# Exercise description
Print the records line for line, beginning at their first line and continuing through the line containing "[1196, 214]". Include nothing past that line.

# Excerpts from a pointing dataset
━━━

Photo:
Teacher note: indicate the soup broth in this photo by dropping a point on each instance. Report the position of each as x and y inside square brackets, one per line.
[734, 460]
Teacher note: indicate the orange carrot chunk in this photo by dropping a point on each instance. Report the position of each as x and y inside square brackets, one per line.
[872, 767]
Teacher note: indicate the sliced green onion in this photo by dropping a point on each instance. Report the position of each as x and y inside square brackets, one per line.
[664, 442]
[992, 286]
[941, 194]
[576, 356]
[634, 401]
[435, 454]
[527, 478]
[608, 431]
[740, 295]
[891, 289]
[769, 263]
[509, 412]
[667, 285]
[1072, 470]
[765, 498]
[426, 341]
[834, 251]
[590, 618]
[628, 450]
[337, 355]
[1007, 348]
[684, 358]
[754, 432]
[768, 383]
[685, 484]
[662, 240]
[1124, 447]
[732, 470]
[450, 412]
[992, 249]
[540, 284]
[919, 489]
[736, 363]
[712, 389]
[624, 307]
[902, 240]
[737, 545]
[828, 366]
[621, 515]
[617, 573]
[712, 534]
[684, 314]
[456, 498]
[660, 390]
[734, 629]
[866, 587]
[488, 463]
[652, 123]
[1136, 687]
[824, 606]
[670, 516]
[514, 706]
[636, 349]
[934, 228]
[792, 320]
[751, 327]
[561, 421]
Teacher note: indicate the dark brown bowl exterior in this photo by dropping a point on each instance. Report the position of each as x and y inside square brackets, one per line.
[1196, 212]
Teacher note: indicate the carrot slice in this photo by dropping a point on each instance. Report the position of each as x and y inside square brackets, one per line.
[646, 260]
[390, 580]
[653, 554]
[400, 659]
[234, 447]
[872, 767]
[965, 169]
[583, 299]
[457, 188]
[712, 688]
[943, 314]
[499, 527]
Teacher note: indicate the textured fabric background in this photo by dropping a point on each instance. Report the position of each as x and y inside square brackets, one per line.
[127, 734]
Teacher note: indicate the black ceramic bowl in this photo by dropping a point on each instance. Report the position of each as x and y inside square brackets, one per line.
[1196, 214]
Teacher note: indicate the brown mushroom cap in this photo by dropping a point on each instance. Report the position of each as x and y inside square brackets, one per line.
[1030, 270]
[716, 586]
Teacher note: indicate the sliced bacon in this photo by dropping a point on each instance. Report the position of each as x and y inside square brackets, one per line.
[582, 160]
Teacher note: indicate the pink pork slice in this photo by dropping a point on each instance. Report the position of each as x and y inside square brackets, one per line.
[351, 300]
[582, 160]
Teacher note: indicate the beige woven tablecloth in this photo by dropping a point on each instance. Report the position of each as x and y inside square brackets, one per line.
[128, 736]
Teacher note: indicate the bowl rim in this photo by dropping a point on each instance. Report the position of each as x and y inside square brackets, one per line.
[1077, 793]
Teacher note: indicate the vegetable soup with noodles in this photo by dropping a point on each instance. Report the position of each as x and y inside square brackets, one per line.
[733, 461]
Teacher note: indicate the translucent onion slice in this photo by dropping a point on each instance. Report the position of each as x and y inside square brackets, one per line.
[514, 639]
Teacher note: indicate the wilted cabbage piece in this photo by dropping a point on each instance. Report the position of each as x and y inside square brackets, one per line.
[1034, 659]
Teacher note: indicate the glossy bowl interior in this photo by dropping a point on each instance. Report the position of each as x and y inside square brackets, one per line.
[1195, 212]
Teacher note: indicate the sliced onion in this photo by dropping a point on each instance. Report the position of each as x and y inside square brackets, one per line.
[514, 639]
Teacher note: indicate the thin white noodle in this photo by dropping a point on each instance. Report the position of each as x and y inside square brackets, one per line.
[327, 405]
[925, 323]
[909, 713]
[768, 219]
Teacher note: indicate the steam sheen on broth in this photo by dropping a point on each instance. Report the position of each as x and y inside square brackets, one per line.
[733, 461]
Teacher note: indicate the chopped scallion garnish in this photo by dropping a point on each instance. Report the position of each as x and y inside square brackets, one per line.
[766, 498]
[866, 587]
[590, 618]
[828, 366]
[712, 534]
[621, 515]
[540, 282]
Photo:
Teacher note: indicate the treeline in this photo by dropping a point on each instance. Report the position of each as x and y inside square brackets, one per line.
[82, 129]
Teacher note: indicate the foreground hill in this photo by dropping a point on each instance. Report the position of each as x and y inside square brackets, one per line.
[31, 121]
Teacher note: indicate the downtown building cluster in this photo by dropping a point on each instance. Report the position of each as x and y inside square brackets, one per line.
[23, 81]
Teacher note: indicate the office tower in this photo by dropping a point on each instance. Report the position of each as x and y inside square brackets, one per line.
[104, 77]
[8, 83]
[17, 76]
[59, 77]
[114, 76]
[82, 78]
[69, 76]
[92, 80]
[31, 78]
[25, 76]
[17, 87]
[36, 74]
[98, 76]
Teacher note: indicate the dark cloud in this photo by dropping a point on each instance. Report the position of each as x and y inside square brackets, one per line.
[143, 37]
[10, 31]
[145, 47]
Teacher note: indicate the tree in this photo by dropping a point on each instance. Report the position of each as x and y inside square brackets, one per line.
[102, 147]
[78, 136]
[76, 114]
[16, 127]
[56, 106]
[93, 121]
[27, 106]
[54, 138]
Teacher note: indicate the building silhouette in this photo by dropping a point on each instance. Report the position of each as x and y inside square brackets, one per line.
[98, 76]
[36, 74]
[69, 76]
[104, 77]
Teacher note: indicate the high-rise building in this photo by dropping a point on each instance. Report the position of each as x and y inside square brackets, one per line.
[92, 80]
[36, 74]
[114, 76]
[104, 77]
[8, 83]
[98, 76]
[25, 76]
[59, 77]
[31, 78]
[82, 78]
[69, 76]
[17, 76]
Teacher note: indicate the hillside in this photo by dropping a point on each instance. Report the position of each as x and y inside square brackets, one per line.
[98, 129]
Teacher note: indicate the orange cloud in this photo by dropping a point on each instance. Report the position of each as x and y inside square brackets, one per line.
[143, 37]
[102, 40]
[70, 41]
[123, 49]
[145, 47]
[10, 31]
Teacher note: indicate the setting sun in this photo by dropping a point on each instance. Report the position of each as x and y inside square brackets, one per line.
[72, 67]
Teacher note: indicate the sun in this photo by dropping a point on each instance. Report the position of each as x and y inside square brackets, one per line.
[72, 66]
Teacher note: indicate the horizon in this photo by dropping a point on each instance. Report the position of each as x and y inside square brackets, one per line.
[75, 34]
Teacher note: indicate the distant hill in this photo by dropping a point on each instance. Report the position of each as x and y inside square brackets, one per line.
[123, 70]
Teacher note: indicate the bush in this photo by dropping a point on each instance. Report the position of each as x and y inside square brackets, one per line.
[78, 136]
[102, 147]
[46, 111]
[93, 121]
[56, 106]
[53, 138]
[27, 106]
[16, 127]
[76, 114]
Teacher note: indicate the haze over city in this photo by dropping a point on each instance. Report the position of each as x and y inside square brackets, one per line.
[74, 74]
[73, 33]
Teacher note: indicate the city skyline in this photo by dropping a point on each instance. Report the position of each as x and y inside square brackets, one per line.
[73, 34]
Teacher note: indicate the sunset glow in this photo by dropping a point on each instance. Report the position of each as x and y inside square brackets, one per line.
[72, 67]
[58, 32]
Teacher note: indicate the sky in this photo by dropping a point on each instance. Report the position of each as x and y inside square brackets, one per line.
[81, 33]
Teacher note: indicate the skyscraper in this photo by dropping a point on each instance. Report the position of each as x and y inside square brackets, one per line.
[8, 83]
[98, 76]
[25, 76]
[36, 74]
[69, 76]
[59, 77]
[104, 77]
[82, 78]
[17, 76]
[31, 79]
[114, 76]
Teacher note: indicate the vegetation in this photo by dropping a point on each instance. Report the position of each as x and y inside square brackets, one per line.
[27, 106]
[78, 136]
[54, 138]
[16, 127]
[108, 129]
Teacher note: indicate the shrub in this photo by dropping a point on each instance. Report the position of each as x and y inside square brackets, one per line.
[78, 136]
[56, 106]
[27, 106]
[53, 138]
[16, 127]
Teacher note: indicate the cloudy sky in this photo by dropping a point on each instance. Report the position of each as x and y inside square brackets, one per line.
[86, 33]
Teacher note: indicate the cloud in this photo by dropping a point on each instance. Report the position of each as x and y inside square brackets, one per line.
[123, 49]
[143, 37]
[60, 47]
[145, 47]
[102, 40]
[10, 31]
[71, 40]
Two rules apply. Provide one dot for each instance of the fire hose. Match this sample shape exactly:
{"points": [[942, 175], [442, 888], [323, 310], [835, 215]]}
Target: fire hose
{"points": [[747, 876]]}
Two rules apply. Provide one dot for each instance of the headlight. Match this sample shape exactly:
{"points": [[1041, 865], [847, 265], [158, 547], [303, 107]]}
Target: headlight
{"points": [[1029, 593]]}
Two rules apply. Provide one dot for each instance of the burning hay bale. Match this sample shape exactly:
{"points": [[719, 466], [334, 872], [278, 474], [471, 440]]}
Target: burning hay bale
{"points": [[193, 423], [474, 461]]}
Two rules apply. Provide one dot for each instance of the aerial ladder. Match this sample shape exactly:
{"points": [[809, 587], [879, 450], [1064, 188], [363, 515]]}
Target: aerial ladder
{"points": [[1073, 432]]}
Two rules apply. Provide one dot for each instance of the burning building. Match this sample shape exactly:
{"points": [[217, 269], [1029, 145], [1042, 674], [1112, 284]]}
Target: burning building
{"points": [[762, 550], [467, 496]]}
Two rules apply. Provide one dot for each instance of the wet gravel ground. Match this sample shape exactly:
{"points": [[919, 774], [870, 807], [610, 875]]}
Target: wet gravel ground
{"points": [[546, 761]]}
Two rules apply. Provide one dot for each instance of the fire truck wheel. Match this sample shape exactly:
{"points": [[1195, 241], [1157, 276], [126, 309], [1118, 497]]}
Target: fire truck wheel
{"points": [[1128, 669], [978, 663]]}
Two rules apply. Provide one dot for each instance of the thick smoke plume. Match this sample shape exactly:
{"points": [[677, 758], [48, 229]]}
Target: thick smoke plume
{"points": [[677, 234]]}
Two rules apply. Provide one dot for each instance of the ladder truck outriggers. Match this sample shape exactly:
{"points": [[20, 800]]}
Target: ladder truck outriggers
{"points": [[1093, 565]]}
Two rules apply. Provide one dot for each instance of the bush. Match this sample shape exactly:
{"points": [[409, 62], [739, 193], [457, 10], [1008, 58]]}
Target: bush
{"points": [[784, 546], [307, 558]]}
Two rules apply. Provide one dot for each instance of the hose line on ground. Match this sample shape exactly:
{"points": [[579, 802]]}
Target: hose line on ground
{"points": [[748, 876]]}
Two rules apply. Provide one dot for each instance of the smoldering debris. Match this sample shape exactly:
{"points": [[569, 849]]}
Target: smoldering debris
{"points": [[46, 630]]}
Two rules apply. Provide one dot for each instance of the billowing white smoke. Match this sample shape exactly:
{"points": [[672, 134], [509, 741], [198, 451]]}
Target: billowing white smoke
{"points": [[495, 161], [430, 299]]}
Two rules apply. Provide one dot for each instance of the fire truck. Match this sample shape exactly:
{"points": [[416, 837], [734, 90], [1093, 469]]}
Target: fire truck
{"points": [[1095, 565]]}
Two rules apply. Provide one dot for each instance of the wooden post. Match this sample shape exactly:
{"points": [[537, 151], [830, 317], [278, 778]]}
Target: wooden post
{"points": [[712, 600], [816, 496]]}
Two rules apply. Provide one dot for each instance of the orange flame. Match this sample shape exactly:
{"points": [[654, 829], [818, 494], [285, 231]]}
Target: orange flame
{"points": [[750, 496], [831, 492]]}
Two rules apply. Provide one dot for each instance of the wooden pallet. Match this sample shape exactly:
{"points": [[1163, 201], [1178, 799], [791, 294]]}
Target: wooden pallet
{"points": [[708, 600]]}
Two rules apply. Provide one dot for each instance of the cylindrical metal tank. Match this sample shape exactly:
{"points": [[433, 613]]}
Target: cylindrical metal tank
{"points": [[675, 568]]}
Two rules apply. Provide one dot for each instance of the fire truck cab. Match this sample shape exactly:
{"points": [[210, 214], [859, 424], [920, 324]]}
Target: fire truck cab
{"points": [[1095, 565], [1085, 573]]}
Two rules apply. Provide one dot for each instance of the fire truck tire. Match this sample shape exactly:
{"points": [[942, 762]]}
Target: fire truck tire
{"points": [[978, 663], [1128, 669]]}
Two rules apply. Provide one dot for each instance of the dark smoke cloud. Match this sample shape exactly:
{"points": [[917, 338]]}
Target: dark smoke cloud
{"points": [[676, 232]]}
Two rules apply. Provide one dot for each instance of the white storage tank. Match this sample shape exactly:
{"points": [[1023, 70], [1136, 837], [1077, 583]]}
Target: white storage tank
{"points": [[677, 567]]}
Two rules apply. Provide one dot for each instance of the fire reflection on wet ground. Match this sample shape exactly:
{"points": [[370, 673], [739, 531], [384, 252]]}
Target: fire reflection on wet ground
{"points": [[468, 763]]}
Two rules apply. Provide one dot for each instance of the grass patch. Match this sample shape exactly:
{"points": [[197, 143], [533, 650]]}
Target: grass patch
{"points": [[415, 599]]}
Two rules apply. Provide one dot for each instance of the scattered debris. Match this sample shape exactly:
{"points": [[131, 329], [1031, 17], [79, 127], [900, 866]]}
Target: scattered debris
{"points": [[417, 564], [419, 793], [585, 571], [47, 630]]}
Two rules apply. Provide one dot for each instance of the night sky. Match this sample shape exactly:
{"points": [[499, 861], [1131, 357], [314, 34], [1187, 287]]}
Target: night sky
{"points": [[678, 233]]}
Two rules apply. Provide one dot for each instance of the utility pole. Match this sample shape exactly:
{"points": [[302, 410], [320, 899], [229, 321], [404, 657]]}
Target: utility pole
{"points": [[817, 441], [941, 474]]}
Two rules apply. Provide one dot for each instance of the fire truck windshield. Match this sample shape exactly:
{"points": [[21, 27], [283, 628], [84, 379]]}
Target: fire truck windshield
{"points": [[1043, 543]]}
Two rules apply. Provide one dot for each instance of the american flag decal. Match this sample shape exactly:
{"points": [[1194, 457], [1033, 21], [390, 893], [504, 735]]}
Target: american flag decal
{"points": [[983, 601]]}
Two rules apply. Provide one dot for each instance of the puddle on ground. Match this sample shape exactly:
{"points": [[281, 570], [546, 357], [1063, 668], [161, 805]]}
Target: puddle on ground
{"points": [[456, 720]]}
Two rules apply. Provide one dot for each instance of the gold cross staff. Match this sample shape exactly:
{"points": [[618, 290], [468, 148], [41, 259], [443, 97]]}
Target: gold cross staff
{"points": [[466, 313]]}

━━━

# Output of the task
Photo:
Teacher note: indicate the soup broth in this photo by dropping a point on each instance. Report the position of each as x and y inside square brackets, one per line.
[734, 460]
Teacher note: indicate the orange carrot chunk in this photo by dropping a point on each instance. Report the position of each as x and y inside square brackets, one per line.
[872, 767]
Teacher note: indicate the sliced green onion in this photo by dropping a point on each instance. Report the position of each as x and y inside square brackets, one per line.
[664, 442]
[992, 286]
[941, 194]
[576, 356]
[634, 401]
[435, 454]
[527, 478]
[608, 431]
[740, 295]
[891, 289]
[769, 263]
[509, 412]
[667, 285]
[1072, 470]
[765, 498]
[426, 341]
[834, 251]
[590, 618]
[628, 450]
[337, 355]
[1007, 348]
[684, 358]
[754, 432]
[768, 383]
[685, 484]
[662, 240]
[1124, 447]
[732, 470]
[450, 412]
[992, 249]
[540, 284]
[919, 489]
[736, 363]
[712, 389]
[624, 307]
[902, 240]
[737, 545]
[828, 366]
[621, 515]
[617, 573]
[712, 534]
[684, 314]
[456, 498]
[660, 390]
[734, 629]
[866, 587]
[488, 463]
[652, 123]
[1136, 687]
[824, 606]
[670, 516]
[514, 706]
[636, 349]
[934, 228]
[792, 320]
[751, 327]
[561, 421]
Teacher note: indicate the dark brown bowl exterior in this photo by dropping a point on each instance. Report the position of each as x and y inside square brackets, one per line.
[1196, 212]
Teacher note: indicate the carrot slice in this photo by dropping a point on each instance. Report the position of each as x and y inside square brackets, one per line.
[646, 260]
[390, 580]
[653, 554]
[400, 659]
[234, 447]
[872, 767]
[965, 169]
[583, 299]
[457, 188]
[712, 688]
[943, 314]
[499, 527]
Teacher note: indicate the textured fabric background in this photo by dropping a point on each instance. Report the position of each as x and y inside square brackets, one per line.
[127, 734]
Teacher note: indicate the black ceramic bowl in this photo by dropping a point on each instance. Report the position of each as x and y inside square brackets, one per line.
[1196, 214]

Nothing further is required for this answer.